**Job:** Write out all of the entries exactly as given.

**Input records:**
────

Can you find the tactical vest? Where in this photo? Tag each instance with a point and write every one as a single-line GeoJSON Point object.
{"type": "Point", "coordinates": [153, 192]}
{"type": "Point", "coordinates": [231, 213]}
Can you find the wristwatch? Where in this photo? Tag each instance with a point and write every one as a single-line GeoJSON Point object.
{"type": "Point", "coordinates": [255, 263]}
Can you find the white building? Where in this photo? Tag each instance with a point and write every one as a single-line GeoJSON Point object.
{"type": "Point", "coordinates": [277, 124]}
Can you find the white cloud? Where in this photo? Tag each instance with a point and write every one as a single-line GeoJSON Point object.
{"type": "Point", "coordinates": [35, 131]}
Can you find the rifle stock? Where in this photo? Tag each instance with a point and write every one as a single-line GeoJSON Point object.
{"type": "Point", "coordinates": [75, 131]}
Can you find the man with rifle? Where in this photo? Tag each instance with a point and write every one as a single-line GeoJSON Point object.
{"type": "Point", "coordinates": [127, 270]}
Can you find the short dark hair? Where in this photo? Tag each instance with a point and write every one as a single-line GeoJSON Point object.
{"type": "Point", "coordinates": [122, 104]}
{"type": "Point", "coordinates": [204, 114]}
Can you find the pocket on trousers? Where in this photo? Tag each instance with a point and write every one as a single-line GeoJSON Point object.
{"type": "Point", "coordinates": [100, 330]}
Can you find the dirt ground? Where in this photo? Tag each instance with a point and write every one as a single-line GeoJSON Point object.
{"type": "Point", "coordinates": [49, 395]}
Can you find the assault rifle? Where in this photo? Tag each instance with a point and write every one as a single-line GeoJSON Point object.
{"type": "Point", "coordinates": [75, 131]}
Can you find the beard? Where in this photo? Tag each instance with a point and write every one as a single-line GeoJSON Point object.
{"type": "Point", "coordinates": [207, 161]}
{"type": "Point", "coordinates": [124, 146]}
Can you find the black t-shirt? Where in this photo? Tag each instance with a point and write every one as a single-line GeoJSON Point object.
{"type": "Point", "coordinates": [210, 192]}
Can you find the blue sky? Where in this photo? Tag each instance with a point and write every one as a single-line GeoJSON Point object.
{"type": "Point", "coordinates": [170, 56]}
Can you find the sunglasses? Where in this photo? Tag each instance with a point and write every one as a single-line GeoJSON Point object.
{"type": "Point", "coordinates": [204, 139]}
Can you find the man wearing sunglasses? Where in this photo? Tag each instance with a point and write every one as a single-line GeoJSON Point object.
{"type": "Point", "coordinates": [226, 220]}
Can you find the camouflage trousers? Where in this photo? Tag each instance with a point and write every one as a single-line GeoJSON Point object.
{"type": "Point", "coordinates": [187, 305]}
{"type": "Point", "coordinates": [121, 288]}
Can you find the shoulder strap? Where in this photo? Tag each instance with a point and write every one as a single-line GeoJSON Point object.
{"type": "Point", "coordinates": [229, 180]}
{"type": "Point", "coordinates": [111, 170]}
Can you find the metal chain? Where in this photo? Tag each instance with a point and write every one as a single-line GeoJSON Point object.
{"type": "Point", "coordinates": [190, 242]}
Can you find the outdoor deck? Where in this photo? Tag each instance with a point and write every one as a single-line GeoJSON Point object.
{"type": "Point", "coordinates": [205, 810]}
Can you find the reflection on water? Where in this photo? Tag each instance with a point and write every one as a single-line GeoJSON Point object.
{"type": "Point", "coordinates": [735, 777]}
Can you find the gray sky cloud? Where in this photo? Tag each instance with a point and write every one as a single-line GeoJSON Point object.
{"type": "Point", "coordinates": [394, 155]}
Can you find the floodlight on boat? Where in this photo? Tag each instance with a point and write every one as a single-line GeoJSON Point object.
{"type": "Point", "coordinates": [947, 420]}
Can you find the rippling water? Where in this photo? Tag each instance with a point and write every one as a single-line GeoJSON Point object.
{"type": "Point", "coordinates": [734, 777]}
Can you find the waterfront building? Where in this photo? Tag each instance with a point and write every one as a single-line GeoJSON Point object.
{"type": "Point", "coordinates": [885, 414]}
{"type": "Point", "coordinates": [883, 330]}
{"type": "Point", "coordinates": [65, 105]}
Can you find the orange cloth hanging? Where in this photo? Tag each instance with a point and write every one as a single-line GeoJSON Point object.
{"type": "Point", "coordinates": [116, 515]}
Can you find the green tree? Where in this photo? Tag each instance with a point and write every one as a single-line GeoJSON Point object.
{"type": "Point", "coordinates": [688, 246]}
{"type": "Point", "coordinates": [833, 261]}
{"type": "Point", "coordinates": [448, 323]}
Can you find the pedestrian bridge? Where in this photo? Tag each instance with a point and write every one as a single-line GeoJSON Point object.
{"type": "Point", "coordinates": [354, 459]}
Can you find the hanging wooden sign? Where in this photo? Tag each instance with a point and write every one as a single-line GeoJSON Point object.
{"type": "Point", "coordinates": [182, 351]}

────

**Answer to this task:**
Can you find the tactical vest? Where in this photo? Tag each instance with a point and write every one as a single-line GeoJSON Point object.
{"type": "Point", "coordinates": [153, 192]}
{"type": "Point", "coordinates": [231, 213]}
Can you find the wristwatch? Where in this photo? Tag each instance with a point and write every one as a single-line GeoJSON Point object.
{"type": "Point", "coordinates": [255, 263]}
Can you find the white building? Where in this photo? Tag each instance with a point and write every one as a single-line GeoJSON Point object.
{"type": "Point", "coordinates": [277, 124]}
Can you find the white cloud? Where in this photo? Tag each instance with a point and write every one as a single-line GeoJSON Point object.
{"type": "Point", "coordinates": [35, 131]}
Can you find the rifle stock? Where in this photo? Tag each instance with a point and write every one as a single-line GeoJSON Point object.
{"type": "Point", "coordinates": [75, 131]}
Can you find the man with rifle? Where in this photo? Tag each instance with a point and write every one as a single-line GeoJSON Point object.
{"type": "Point", "coordinates": [127, 270]}
Can you find the short dark hair? Where in this photo? Tag each instance with a point and write every one as a single-line GeoJSON Point object.
{"type": "Point", "coordinates": [122, 104]}
{"type": "Point", "coordinates": [204, 114]}
Can you find the pocket on trousers? Where in this photo? Tag each instance with a point and write every one as a single-line GeoJSON Point object.
{"type": "Point", "coordinates": [100, 330]}
Can you find the dirt ground? Where in this photo? Tag each instance with a point and write every one as a single-line GeoJSON Point object.
{"type": "Point", "coordinates": [49, 395]}
Can you find the assault rifle? Where in this photo? Tag each instance with a point and write every one as a single-line GeoJSON Point object.
{"type": "Point", "coordinates": [75, 131]}
Can you find the beard? Where in this photo? Tag each instance with a point and write every one as a single-line GeoJSON Point object.
{"type": "Point", "coordinates": [207, 161]}
{"type": "Point", "coordinates": [124, 146]}
Can you find the black t-shirt? Where in this photo? Tag each instance with a point and write every one as a single-line GeoJSON Point object.
{"type": "Point", "coordinates": [210, 192]}
Can you find the blue sky? Where in this photo? Tag each instance with a point and write every one as a single-line GeoJSON Point object.
{"type": "Point", "coordinates": [170, 56]}
Can you find the sunglasses? Where in this photo? Tag each instance with a point and write every one as a single-line GeoJSON Point object.
{"type": "Point", "coordinates": [204, 139]}
Can you find the man wearing sunglasses? Where in this photo? Tag each instance with a point and write every one as a single-line GeoJSON Point object.
{"type": "Point", "coordinates": [226, 220]}
Can you find the camouflage trousers? Where in this photo? Tag each instance with a point and write every one as a single-line GeoJSON Point object.
{"type": "Point", "coordinates": [187, 305]}
{"type": "Point", "coordinates": [121, 288]}
Can you find the shoulder strap? Where in this photo? Tag each instance with a point and write every one as a single-line GeoJSON Point object.
{"type": "Point", "coordinates": [229, 180]}
{"type": "Point", "coordinates": [111, 170]}
Can you find the metal chain? Where in this photo? Tag each instance with a point and write every one as a single-line GeoJSON Point object.
{"type": "Point", "coordinates": [190, 242]}
Can you find the outdoor deck? Where in this photo? Tag each instance with a point and write every one as a single-line GeoJSON Point object.
{"type": "Point", "coordinates": [205, 810]}
Can you find the reflection on water? Where in this photo? Tag each instance with a point and write every one as a single-line GeoJSON Point object.
{"type": "Point", "coordinates": [735, 777]}
Can you find the gray sky cloud? Where in this photo? Tag each instance with a point and write every one as a single-line GeoJSON Point object.
{"type": "Point", "coordinates": [394, 155]}
Can you find the floodlight on boat? Where in this photo? Tag each instance with a point and write every one as a single-line GeoJSON Point object.
{"type": "Point", "coordinates": [947, 420]}
Can you find the rippling water? Where in this photo? Tag each instance with a point and write every one as a single-line GeoJSON Point object.
{"type": "Point", "coordinates": [734, 777]}
Can you find the waterfront building? Where in this photo? Tag each instance with a point and write every one as a single-line GeoJSON Point object.
{"type": "Point", "coordinates": [885, 414]}
{"type": "Point", "coordinates": [883, 330]}
{"type": "Point", "coordinates": [65, 105]}
Can you find the orange cloth hanging? Where in this photo? Tag each instance with a point and write every one as a single-line GeoJSON Point object.
{"type": "Point", "coordinates": [116, 515]}
Can you find the green tree? Where in this photo? Tag each instance with a point and write every one as a single-line GeoJSON Point object.
{"type": "Point", "coordinates": [688, 246]}
{"type": "Point", "coordinates": [833, 261]}
{"type": "Point", "coordinates": [448, 323]}
Can you find the pedestrian bridge? Where in this photo? Tag each instance with a point and write every one as a single-line GeoJSON Point object.
{"type": "Point", "coordinates": [354, 459]}
Can you find the hanging wooden sign? Where in this photo? Tag each instance with a point and write every one as a single-line GeoJSON Point object.
{"type": "Point", "coordinates": [182, 351]}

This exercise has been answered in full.